== Texte fourni ==
Nous recevons notre béret souvenir, il file rejoindre ses amis venus l’attendre et moi je file saluer Alex l’organisateur avant de repartir chez moi. Même s’il y a des douches évidemment et un repas prévus, il est 7h du matin et j’ai vraiment envie de tenter le coup d’être rentrée chez moi pour le déjeuner. J’ai en tête de partir tout de suite, de m’arrêter prendre un petit déj en route et de m’arrêter si le besoin s’en fait sentir. 2 croissants, un cappuccino, un jus d’orange et 30 minutes de sieste plus tard, je suis chez moi sous la douche, juste heureuse de la nuit que je viens de passer. Ok le chrono n’est pas du tout au rendez-vous, oui j’aurais pu largement courir un peu sur la deuxième partie quand la forme est revenue pour finir plus tôt mais franchement à quoi bon ? L’humain est tellement plus important que des chiffres alignés qui ne veulent pas dire grand-chose de toute façon.
PS : pour compléter mon texte avec des considérations plus terre à terre, j’ai trouvé le parcours vraiment sympa, nettement plus que celui de la Saintexpress pour comparer avec un autre trail nocturne de la même distance très connu. Pas trop de parties techniques, juste ce qu’il faut pour que les débutants sortent de leur zone de confort et pour réveiller les expérimentés. Seule petite inquiétude pour les lieux qui abritent les bases de vie, si la course monte en puissance l’année prochaine (et c’est tout le mal que je lui souhaite) il faudra très certainement changer de lieux pour plus de confort. Moi j’étais en fin de peloton, donc tout s’est très bien passé mais pour la masse de milieu de peloton, si on monte à plus de 1000 participants il faudra voir plus grand. Parcours super bien balisé, je n’ai pas eu une seconde d’hésitation pendant toute ma balade, même quand je courais (parce que oui j’ai couru un peu au début !). Très peu de bitume finalement en proportion, hormis évidemment lors des traversées de village et dans Oyonnax pour rejoindre la ligne d’arrivée. Je ne peux évidemment pas parler de la première moitié du 80km que je n’ai pas fait.

== Données fournies ==
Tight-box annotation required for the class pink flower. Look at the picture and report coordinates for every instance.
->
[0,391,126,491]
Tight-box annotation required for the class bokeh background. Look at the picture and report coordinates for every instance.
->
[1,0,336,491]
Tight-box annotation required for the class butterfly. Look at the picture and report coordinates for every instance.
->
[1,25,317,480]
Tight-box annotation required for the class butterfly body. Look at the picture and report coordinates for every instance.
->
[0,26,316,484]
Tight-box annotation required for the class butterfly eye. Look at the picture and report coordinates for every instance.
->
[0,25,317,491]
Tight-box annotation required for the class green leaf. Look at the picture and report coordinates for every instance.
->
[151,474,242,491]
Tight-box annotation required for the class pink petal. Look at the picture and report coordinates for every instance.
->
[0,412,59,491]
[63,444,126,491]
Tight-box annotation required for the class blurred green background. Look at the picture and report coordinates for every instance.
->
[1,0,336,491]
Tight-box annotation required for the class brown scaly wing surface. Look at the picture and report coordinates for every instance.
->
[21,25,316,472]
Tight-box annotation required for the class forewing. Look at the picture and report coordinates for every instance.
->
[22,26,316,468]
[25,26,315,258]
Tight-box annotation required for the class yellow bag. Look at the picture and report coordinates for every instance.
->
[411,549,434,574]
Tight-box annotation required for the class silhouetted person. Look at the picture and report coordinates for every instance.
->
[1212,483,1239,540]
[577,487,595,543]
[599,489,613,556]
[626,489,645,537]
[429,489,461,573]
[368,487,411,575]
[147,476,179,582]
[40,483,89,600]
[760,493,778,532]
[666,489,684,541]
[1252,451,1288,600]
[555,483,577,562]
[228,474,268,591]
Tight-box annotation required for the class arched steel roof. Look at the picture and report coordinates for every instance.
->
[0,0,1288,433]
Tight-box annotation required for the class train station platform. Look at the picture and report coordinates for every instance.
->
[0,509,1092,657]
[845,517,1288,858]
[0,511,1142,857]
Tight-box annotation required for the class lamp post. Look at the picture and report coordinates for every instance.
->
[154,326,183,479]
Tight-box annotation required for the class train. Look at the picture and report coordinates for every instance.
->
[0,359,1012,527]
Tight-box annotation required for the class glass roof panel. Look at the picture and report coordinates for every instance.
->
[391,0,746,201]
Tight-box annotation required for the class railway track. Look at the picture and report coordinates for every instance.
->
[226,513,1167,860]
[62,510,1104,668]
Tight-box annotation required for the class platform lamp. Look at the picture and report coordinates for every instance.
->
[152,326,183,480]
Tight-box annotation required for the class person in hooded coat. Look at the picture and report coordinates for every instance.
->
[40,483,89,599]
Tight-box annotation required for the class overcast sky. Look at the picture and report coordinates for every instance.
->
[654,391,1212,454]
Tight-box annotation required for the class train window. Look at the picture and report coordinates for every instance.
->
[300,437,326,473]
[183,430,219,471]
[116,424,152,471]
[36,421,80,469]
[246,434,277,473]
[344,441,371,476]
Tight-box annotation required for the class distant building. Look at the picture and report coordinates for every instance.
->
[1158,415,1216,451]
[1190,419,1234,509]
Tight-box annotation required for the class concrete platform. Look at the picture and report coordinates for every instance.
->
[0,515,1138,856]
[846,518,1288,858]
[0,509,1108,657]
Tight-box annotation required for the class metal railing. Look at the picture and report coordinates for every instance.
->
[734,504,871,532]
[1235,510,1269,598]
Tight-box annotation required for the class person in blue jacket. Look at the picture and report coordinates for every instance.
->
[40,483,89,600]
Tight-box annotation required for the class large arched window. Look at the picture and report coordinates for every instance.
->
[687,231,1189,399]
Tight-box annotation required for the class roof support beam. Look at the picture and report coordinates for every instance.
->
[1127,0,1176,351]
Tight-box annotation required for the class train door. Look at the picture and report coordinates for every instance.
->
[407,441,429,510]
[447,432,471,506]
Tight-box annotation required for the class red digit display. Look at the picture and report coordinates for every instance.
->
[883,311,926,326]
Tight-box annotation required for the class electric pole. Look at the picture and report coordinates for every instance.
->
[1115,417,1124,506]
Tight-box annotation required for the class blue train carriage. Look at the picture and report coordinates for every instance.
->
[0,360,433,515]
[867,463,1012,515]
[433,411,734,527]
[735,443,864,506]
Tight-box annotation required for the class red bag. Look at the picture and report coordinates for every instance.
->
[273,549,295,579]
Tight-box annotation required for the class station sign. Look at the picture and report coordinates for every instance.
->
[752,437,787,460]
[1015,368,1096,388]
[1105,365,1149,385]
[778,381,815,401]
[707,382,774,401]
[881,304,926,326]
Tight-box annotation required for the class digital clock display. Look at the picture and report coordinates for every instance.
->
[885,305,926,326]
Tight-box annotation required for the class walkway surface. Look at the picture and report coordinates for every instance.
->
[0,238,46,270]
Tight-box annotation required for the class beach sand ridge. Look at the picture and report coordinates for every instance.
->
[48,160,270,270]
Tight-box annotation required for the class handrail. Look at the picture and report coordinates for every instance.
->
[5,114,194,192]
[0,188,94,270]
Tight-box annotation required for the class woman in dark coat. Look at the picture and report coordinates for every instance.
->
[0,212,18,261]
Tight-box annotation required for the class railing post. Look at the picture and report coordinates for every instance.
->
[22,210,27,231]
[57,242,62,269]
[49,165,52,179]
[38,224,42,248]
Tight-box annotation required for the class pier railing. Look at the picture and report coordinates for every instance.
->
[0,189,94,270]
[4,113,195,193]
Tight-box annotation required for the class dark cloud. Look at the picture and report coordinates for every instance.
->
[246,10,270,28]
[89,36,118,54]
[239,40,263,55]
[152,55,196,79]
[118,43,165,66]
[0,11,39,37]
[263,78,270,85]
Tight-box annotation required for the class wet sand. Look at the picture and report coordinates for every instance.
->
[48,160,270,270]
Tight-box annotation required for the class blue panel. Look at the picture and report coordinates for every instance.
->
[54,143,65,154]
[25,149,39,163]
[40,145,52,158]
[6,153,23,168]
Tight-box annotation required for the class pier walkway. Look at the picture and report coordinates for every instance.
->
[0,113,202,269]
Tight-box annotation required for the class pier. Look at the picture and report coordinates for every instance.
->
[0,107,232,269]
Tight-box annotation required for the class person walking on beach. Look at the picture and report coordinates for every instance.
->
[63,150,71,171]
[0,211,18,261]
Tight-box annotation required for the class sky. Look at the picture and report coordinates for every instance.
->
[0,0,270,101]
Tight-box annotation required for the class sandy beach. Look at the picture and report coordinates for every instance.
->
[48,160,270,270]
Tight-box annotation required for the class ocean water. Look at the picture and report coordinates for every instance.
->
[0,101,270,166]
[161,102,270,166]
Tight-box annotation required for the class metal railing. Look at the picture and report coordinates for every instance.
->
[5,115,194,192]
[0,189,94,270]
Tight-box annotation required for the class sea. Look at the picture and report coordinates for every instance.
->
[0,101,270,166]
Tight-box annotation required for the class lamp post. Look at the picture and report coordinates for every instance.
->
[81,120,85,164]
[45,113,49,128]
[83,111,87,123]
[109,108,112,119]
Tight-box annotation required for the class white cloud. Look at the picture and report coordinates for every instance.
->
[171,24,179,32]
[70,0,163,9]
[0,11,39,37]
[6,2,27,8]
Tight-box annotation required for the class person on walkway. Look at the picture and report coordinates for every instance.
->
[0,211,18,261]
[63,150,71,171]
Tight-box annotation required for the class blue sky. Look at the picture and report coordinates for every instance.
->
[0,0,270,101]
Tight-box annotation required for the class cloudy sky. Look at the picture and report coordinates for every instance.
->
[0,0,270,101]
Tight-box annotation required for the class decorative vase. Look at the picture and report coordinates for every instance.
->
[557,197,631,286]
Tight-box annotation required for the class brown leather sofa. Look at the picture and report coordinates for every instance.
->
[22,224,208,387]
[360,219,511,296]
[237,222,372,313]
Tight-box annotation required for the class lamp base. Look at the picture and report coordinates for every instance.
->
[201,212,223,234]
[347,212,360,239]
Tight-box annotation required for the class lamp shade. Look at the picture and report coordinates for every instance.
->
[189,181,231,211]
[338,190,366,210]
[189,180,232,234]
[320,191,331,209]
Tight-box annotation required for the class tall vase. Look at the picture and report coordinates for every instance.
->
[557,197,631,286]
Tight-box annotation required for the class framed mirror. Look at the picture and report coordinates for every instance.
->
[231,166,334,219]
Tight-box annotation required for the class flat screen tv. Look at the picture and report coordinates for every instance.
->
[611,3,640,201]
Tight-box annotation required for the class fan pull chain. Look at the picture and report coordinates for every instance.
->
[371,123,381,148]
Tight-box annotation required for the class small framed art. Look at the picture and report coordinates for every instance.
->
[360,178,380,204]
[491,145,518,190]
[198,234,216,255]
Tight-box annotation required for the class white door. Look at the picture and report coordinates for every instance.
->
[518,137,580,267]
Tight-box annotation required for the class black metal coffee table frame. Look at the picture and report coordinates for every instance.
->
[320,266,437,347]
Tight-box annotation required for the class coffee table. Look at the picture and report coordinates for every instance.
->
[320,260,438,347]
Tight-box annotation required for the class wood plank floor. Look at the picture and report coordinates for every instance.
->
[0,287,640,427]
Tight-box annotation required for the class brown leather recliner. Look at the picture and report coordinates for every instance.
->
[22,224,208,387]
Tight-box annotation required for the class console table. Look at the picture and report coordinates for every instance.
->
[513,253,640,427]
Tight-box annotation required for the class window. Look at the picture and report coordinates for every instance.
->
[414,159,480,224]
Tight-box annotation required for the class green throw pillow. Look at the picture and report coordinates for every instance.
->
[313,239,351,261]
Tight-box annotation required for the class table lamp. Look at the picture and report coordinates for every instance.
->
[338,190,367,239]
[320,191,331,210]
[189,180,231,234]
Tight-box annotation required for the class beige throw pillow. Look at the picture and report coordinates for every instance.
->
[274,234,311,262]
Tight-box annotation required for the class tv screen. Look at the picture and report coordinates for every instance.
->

== Consigne 1 ==
Relevez tous les aliments et boissons pris au petit déjeuner sur la route du retour, d'après le récit du trail nocturne.
== Consigne 2 ==
Résumez en deux phrases le récit du trail nocturne.
== Consigne 3 ==
Poursuivez le récit du trail nocturne à partir de sa dernière phrase.

== Votre réponse 1 ==
- 2 croissants
- un cappuccino
- un jus d'orange

== Votre réponse 2 ==
Après la remise du béret souvenir, le retour à la maison se fait aussitôt, avec un petit déjeuner et une courte sieste en route, car le chrono compte peu face à l'aspect humain de la nuit. Le post-scriptum juge le parcours agréable, bien balisé, peu technique et avec peu de bitume, mais estime qu'il faudra des bases de vie plus grandes si la course dépasse 1000 participants.

== Votre réponse 3 ==
Alors pour ça, je laisse la parole à Alex alias Casquette Verte qui a gagné le 80, ce sera plus simple. « Il y a proportionnellement plus de bitume sur la première partie que sur la deuxième, aucun doute mais ce sont de « bons kms ». Parfois sur certaines courses, on sent que l’orga a absolument voulu éviter la route et pour ça elle nous envoie à travers champs, ce qui n’est pas du tout fait pour courir et peut même s’avérer dangereux. Là le tracé semble couler de source, puisque le choix a été fait de partir de Bourg en Bresse pour la symbolique, donc ça ne m’a pas gêné plus que ça finalement. Question horaire dans l’absolu j’ai presque regretté le départ aussi tardif, 2h plus tôt et en plus on avait la vue en montant dans le maquis, ça pourrait aussi être super sympa pour tous ceux qui sont pas du coin ».